> [Brief]: In the post on sustainability and white privilege, what three pillars of sustainability does CJ Hunter name?

Sunday, February 1, 2009

Sustainability and White Privilege

Fifth in a series of posts about the January Board meeting

There is probably no issue more pressing to the survival of ourselves and our planet than global warming and the toxic effects of what we have been doing to the Earth. Recognizing that, several of us argued forcefully for elevating “sustainability” in our ENDS to a premier position. Twice I heard one of our Board members of color state that they could not in good conscience elevate this concern over our anti-oppression efforts – and then I suddenly got it.

It is hard to be concerned about environmental effects on future generations when you are not sure you and your family will make it through the week. Most of us learned Maslow’s Hierarchy of Needs in Psych 101 – too many of our brothers and sisters are struggling on the bottom levels of that hierarchy. Many of us forget that not having to do so is a privilege that is often tied to our race or ethnicity. I was able to get a good education that lifted me out of fairly humble beginnings, but was also supported by a stable family that was capable of instilling certain value systems that work in the dominant culture, and a system that saw me as capable and worthy of investment.

Interestingly, the concept of sustainability includes anti-oppression, though many of us think of it in only environmental terms. According to my friend, CJ Hunter, Principle of Leading Sustainability, there are three pillars of sustainability: “economy, equity, and environment” or “people, planet, prosperity”. She bemoans the fact that the term is often connected only to environment, when you really cannot be sustainable without all three.

We often hear more about the environmental aspect of sustainability because that has been viewed as the weakest - which is probably not the view of those having to face societal oppression on a daily basis.

> [Entries supplied]:
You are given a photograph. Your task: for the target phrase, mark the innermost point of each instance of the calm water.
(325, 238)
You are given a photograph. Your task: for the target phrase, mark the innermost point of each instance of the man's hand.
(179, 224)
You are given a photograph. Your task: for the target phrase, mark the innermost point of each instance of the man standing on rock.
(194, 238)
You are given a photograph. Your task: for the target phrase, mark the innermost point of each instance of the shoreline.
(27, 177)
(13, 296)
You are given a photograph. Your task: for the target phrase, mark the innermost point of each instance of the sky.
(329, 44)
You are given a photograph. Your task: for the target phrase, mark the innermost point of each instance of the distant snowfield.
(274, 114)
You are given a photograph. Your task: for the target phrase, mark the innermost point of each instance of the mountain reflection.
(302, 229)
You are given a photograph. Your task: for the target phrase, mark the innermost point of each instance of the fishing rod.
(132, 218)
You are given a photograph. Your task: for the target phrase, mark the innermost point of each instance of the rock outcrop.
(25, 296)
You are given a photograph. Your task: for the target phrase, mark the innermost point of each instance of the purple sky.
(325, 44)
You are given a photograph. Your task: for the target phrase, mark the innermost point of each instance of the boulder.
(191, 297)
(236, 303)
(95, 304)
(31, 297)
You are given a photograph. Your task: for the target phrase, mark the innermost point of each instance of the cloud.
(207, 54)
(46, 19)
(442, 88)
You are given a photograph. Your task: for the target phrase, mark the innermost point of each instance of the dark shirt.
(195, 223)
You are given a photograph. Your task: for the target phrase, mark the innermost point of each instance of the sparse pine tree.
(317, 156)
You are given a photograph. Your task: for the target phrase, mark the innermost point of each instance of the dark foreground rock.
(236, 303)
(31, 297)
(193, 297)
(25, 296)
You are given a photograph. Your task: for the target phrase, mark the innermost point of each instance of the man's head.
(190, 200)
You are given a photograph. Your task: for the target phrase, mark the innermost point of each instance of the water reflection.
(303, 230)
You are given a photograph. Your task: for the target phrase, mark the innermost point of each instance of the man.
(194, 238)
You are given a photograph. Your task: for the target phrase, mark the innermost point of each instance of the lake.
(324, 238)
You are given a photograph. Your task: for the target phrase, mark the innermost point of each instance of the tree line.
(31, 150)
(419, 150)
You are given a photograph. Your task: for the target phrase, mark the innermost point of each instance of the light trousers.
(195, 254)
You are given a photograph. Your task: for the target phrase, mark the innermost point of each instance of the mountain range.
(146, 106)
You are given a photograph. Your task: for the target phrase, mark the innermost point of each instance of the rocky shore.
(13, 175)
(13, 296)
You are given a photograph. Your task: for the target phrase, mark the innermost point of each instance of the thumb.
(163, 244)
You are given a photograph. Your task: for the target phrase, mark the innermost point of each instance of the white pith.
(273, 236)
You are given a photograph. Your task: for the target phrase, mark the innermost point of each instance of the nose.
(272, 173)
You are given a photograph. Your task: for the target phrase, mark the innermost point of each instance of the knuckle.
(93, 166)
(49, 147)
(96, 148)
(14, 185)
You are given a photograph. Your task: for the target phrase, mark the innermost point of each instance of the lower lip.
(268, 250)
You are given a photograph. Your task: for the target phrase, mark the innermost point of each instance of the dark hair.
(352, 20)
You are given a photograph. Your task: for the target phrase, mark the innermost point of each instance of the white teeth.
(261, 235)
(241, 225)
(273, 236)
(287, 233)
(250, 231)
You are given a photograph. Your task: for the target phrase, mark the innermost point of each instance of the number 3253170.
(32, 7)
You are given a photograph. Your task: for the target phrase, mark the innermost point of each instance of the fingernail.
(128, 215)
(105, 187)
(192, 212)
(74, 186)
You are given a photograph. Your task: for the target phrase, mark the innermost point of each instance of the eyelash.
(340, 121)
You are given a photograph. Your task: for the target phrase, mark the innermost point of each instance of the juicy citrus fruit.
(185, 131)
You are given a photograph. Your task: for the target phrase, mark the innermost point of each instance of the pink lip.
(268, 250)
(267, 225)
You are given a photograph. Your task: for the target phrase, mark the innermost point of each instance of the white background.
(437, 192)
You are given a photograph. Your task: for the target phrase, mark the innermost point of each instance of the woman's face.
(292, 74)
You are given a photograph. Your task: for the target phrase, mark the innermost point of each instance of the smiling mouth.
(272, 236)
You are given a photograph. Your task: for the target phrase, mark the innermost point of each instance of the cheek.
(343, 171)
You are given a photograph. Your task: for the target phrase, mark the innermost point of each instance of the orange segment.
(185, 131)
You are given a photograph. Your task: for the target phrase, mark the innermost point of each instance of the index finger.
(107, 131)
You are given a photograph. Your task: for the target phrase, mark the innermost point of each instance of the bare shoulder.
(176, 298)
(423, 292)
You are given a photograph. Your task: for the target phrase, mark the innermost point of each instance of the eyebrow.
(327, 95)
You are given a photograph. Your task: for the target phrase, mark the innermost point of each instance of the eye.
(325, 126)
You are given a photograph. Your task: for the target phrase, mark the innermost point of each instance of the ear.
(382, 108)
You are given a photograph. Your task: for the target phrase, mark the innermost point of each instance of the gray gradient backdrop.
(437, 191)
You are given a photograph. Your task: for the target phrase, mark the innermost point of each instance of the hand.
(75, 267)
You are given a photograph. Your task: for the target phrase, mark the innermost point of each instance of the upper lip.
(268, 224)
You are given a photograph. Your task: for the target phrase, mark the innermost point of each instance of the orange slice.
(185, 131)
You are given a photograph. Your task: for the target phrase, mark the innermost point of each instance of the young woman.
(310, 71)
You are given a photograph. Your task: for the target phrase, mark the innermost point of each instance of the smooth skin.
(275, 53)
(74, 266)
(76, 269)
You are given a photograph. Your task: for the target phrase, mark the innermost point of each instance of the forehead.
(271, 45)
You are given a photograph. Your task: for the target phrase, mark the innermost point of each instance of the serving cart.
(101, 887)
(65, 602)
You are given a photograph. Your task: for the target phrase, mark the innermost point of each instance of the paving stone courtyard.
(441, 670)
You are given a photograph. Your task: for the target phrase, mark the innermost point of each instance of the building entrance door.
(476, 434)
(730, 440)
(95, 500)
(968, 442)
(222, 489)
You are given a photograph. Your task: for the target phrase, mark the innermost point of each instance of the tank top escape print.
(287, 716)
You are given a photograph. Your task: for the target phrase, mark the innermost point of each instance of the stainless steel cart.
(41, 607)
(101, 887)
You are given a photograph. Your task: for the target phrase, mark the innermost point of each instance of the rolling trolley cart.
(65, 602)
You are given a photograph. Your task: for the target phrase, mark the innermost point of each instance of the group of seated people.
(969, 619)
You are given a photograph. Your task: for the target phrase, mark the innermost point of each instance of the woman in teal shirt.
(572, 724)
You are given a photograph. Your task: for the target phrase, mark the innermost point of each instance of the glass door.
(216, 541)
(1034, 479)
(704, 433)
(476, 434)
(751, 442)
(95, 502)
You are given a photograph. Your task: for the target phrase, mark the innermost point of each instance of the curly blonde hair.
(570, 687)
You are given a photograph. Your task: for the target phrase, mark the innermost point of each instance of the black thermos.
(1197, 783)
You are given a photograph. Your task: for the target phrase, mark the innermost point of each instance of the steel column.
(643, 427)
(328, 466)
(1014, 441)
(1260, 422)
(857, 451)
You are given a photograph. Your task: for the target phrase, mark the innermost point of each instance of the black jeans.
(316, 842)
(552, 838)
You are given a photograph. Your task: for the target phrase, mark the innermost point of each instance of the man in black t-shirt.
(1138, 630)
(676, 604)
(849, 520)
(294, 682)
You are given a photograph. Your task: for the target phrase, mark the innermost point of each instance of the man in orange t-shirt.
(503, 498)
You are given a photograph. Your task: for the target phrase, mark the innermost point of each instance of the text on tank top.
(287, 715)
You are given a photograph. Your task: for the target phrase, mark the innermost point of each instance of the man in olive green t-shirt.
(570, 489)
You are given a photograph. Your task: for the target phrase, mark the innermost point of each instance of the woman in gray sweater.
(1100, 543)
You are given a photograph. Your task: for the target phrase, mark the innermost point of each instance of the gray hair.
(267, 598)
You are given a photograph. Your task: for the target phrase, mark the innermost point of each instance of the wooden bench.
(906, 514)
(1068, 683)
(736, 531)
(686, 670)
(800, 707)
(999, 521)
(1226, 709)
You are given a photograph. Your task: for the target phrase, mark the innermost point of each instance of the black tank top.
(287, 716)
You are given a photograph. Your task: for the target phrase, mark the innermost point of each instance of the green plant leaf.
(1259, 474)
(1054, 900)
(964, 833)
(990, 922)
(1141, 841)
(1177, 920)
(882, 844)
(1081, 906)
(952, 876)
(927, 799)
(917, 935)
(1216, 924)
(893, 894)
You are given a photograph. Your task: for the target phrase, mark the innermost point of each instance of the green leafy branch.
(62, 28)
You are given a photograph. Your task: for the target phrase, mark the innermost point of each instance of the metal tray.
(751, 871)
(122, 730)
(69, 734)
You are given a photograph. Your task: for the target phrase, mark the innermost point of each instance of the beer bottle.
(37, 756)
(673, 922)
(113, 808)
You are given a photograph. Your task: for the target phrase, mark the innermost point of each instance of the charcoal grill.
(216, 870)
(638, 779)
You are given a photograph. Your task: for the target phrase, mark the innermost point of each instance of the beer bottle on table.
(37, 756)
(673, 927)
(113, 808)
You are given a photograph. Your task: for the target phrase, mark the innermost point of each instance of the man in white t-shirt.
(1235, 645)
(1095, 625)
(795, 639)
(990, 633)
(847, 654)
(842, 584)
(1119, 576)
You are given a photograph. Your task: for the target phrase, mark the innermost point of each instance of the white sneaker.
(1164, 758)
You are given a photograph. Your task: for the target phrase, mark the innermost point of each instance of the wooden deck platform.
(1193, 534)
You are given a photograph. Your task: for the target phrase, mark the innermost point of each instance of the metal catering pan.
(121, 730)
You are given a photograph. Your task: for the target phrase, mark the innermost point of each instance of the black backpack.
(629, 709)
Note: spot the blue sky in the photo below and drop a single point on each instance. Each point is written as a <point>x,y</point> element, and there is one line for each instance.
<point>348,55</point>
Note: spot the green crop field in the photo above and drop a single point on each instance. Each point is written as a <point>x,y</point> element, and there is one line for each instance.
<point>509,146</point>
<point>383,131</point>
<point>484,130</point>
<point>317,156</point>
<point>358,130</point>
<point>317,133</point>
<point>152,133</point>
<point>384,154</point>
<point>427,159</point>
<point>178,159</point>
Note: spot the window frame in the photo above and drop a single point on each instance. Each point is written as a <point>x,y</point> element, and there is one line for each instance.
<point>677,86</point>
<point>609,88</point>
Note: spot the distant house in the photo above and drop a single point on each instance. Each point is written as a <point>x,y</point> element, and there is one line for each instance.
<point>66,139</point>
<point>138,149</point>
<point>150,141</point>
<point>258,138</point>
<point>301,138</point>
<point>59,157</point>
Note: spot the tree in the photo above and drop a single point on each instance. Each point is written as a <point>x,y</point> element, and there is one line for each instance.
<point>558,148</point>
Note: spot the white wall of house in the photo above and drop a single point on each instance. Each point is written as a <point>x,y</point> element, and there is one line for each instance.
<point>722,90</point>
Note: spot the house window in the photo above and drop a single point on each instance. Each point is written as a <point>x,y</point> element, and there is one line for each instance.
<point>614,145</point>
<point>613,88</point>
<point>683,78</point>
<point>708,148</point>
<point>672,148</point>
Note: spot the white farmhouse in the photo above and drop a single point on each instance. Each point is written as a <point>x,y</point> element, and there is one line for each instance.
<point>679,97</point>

> [Answer space]: Economy, equity, and environment (also put as "people, planet, prosperity").